◆ **Work to do**
Below is some material; transcribe all of it exactly.
━━━ Exercise data ━━━
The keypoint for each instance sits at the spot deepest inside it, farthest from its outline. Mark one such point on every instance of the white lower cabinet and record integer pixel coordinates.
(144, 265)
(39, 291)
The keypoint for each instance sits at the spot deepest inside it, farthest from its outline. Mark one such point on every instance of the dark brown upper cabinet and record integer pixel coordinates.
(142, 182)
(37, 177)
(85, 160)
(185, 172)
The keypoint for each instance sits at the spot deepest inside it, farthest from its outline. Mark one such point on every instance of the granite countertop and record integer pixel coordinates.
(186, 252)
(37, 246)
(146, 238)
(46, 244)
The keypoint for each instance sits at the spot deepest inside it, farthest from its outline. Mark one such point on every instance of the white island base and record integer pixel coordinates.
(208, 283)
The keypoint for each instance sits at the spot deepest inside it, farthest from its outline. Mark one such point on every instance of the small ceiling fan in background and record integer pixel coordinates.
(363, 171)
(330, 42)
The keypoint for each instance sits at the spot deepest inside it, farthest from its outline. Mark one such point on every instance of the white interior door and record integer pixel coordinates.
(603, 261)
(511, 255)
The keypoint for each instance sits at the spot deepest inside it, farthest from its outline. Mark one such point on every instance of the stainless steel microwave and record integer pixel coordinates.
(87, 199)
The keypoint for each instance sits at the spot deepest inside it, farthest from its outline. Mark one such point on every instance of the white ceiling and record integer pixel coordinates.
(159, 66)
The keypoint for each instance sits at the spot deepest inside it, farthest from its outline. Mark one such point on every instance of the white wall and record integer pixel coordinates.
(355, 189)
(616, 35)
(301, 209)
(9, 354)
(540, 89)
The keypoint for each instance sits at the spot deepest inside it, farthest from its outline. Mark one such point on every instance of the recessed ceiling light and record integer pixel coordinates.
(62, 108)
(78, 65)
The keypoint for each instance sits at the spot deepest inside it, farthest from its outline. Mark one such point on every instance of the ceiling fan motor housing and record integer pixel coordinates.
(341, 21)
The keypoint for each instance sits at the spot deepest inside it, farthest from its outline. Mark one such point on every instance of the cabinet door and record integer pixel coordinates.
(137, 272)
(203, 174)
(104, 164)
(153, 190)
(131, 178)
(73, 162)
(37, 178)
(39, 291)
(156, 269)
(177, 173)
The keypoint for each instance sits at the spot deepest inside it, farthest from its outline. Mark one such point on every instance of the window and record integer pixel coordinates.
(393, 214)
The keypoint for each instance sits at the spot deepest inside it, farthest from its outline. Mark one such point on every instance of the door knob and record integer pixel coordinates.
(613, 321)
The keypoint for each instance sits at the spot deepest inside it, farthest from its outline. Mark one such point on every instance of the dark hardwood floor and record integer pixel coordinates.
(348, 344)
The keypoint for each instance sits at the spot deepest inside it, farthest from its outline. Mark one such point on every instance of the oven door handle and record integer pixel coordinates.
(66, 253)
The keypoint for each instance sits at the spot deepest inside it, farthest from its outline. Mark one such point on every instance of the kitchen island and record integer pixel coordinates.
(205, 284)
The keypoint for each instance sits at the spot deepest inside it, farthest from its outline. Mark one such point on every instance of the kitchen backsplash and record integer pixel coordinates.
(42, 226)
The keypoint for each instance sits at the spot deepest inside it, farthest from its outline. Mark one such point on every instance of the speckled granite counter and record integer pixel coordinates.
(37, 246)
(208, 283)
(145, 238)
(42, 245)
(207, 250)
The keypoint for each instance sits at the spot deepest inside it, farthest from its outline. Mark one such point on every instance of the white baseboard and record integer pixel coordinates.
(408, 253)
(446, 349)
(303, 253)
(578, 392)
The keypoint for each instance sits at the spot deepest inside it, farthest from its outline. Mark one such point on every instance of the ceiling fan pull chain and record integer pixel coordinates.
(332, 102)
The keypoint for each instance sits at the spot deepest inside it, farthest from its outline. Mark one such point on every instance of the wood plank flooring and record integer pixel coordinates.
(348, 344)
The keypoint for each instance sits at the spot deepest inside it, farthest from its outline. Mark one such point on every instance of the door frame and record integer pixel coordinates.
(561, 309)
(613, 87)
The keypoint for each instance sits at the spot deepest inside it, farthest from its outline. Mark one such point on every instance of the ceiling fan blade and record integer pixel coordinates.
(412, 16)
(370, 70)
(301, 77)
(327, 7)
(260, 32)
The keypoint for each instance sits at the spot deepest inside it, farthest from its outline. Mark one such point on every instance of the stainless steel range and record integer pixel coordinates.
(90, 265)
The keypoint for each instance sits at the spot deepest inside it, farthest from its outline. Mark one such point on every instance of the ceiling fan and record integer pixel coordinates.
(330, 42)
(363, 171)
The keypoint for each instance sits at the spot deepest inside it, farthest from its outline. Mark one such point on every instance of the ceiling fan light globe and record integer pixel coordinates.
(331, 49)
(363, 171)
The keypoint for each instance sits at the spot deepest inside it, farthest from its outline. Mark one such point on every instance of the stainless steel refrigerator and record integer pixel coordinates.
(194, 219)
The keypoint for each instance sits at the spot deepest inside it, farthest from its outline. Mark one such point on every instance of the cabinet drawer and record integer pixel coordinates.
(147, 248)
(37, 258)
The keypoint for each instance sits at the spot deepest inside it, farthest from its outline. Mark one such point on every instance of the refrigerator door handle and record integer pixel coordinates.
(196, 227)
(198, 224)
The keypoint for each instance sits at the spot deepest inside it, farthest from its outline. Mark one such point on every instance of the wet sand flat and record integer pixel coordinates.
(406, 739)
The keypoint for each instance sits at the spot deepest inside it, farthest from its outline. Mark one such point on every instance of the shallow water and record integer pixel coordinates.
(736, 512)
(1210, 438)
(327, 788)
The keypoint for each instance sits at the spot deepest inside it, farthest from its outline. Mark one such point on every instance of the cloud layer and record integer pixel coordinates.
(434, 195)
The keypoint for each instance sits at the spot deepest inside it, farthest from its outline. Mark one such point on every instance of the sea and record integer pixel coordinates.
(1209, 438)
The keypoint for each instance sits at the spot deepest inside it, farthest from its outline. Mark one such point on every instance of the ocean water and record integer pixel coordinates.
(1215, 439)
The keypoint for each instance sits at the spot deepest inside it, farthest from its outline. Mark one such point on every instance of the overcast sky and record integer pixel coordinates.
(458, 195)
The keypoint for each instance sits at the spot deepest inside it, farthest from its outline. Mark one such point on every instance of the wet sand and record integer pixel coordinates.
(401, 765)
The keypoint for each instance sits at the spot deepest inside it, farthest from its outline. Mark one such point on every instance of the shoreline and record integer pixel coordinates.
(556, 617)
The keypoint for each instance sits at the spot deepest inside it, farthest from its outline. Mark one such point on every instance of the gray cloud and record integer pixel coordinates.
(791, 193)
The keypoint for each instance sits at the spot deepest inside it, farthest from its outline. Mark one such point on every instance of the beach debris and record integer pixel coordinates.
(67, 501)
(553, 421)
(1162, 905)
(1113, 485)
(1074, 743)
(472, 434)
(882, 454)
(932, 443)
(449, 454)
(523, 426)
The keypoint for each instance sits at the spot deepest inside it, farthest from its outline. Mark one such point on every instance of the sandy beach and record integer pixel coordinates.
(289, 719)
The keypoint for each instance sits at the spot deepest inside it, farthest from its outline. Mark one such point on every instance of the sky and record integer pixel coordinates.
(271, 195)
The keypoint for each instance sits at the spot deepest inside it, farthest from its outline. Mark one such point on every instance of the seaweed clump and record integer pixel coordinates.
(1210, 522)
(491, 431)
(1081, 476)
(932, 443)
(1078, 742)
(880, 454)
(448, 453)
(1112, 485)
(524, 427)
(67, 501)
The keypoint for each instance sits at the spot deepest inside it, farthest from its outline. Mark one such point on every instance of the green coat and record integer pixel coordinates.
━━━
◆ **Completed task**
The keypoint for each instance sits at the spot deepest inside it, farthest from its outline. Mark one such point on every instance of the white lower cabinet and record integer pixel coordinates.
(144, 265)
(39, 291)
The keypoint for each instance sits at the spot deepest inside it, farthest from its outline. Mark one such point on every instance of the dark brown upper cabinet and record integer pixel coordinates.
(142, 182)
(37, 177)
(85, 160)
(185, 172)
The keypoint for each instance sits at the spot deepest inside it, farthest from its outline. Mark one such point on every instance of the granite countertop and record integer pixel coordinates.
(186, 252)
(37, 246)
(146, 238)
(46, 244)
The keypoint for each instance sits at the spot deepest inside it, farthest from its outline. Mark one such point on every instance of the white island base and record integer pixel coordinates.
(208, 283)
The keypoint for each instance sits at the spot deepest inside it, farthest from its outline. Mark one such point on every instance of the small ceiling fan in background and record integer pixel coordinates.
(363, 171)
(330, 42)
The keypoint for each instance sits at the spot deepest inside it, farthest from its outline. Mark one such point on every instance of the white interior door and record integer pixel coordinates.
(603, 261)
(511, 255)
The keypoint for each instance sits at the spot deepest inside it, farthest from its outline. Mark one such point on every instance of the stainless steel microwave and record integer pixel coordinates.
(87, 199)
The keypoint for each instance sits at the spot deepest inside it, farthest from its outline. Mark one such point on every instance of the white ceiling and record integer pixel coordinates.
(159, 66)
The keypoint for each instance sits at the spot deepest inside it, farthest from its outline. Mark one such point on every instance of the white wall and record integer pixel coordinates.
(355, 189)
(616, 35)
(301, 209)
(9, 354)
(540, 89)
The keypoint for each instance sits at the spot deepest inside it, farthest from its outline. Mark one such point on every instance of the recessed ceiling light and record integer pixel coordinates.
(62, 108)
(78, 65)
The keypoint for each instance sits at the spot deepest inside it, farthest from its outline. Mark one such point on every instance of the ceiling fan motor housing and record integer pixel coordinates.
(341, 21)
The keypoint for each instance sits at the spot deepest inside it, farthest from its outline. Mark one such point on every instance of the cabinet door and record integer pixel coordinates.
(137, 272)
(203, 174)
(104, 164)
(153, 190)
(131, 178)
(73, 162)
(37, 178)
(39, 291)
(156, 269)
(177, 173)
The keypoint for each instance sits at the spot deepest inside it, farthest from its outline. Mark one such point on every instance of the window and record integer pixel coordinates.
(393, 214)
The keypoint for each instance sits at the spot deepest inside it, farthest from its outline. Mark one such point on every instance of the door knob and record integer pixel coordinates.
(613, 321)
The keypoint for each instance sits at the spot deepest inside it, farthest from its outline. Mark one such point on every instance of the dark hardwood floor and record integer pixel coordinates.
(348, 344)
The keypoint for each instance sits at the spot deepest inside it, farthest from its outline. Mark one such point on every instance of the oven door handle and record integer pixel coordinates.
(66, 253)
The keypoint for each instance sits at the spot deepest inside it, farthest from its outline. Mark one such point on every instance of the kitchen island and record integer pixel coordinates.
(205, 284)
The keypoint for each instance sits at the spot deepest inside it, farthest from its outline. Mark one such point on every instance of the kitchen backsplash and record integer pixel coordinates.
(42, 226)
The keypoint for each instance sits at the spot deepest inside it, farthest from its outline. Mark one such point on every instance of the speckled granite counter and record integer pixel coordinates.
(37, 246)
(208, 283)
(145, 238)
(42, 245)
(207, 250)
The keypoint for each instance sits at the spot deepest inside it, farthest from its outline. Mark one such point on every instance of the white baseboard and record integer pixel coordinates.
(408, 253)
(446, 349)
(303, 253)
(578, 392)
The keypoint for each instance sits at the spot deepest inside it, farthest from its outline. Mark one such point on every instance of the ceiling fan pull chain and record integer pixel coordinates.
(332, 102)
The keypoint for each instance sits at the spot deepest inside it, farthest from its outline. Mark one such point on every instance of the wood plank flooring and record integer pixel coordinates.
(348, 344)
The keypoint for each instance sits at the spot deepest inside it, farthest from its outline. Mark one such point on every instance of the door frame and record integer pixel coordinates.
(561, 309)
(613, 87)
The keypoint for each instance sits at the spot deepest inside it, farthest from its outline. Mark one such point on every instance of the ceiling fan blade and record integer pixel coordinates.
(412, 16)
(370, 70)
(301, 77)
(327, 7)
(260, 32)
The keypoint for each instance sits at the spot deepest inside it, farthest from its outline. Mark one such point on every instance of the stainless steel range and record integer pixel coordinates.
(90, 265)
The keypoint for each instance sits at the spot deepest inside it, farthest from its outline. Mark one such point on every instance of the ceiling fan and record integer pixel coordinates.
(330, 42)
(363, 171)
The keypoint for each instance sits at the spot deepest inside it, farthest from its outline. Mark one such point on every instance of the ceiling fan light globe and record integer pixel coordinates.
(331, 49)
(363, 171)
The keypoint for each instance sits at the spot deepest inside it, farthest from its outline. Mark one such point on every instance of the stainless steel refrigerator and record integer pixel coordinates.
(194, 219)
The keypoint for each instance sits at the spot deepest inside it, farthest from its outline. Mark one such point on every instance of the cabinet drawer and record integer pixel coordinates.
(147, 248)
(37, 258)
The keypoint for each instance sits at the spot deepest inside it, farthest from its outline. Mark one such point on every instance of the refrigerator door handle and record integer pixel coordinates.
(196, 227)
(198, 224)
The keypoint for each instance sits at the spot deepest inside it, farthest from its outline. Mark one such point on every instance of the wet sand flat and record integer pixel coordinates.
(406, 739)
The keypoint for each instance sits at the spot deepest inside it, farthest from its outline. Mark one such point on every instance of the shallow water and record integer pixel coordinates.
(736, 512)
(1210, 438)
(327, 788)
The keypoint for each instance sits at the spot deepest inside it, farthest from its outline. Mark one such point on every instance of the cloud layer and record integer pixel coordinates.
(434, 195)
The keypoint for each instance sits at the spot deepest inside it, farthest from its outline. Mark one such point on every instance of the sea and record integer pixel coordinates.
(1209, 438)
The keypoint for each instance sits at the spot deepest inside it, farthest from its outline. Mark one such point on every instance of the ocean water and record integer pixel coordinates.
(1215, 439)
The keypoint for each instance sits at the spot deepest inside it, farthest from its outline. Mark one such point on every instance of the overcast sky and record integer pixel coordinates.
(458, 195)
The keypoint for each instance sits at the spot deepest inside it, farthest from its outline. Mark one such point on every instance of the wet sand and record integer pixel coordinates.
(401, 765)
The keypoint for each instance sits at the spot deepest inside it, farthest from its outline. Mark one such point on every instance of the shoreline and record integer pixel coordinates.
(556, 617)
The keypoint for each instance sits at the spot deepest inside it, farthest from its outline. Mark one such point on every instance of the gray cloud and record integer pixel coordinates.
(791, 193)
The keypoint for each instance sits at the spot deepest inside it, farthest from its outline. Mark one such point on every instance of the beach debris and record integer pixel coordinates.
(67, 501)
(553, 421)
(1162, 905)
(1113, 485)
(1074, 743)
(472, 434)
(882, 454)
(932, 443)
(449, 454)
(523, 426)
The keypoint for each instance sits at the spot deepest inside it, farthest from its outline. Mark one such point on every instance of the sandy beach and record integer pixel coordinates.
(289, 719)
The keypoint for each instance sits at the spot deepest inside it, farthest from its outline. Mark one such point on every instance of the sky and record integer pixel coordinates.
(271, 195)
The keypoint for each instance sits at the spot deepest inside it, farthest from its outline. Mark one such point on every instance of the seaweed clump and record integer pixel coordinates.
(1210, 522)
(491, 431)
(1081, 476)
(932, 443)
(1078, 742)
(880, 454)
(448, 453)
(1112, 485)
(524, 427)
(67, 501)
The keypoint for each instance sits at the spot deepest inside it, farthest from its outline. Mark one such point on every instance of the green coat and record integer pixel coordinates.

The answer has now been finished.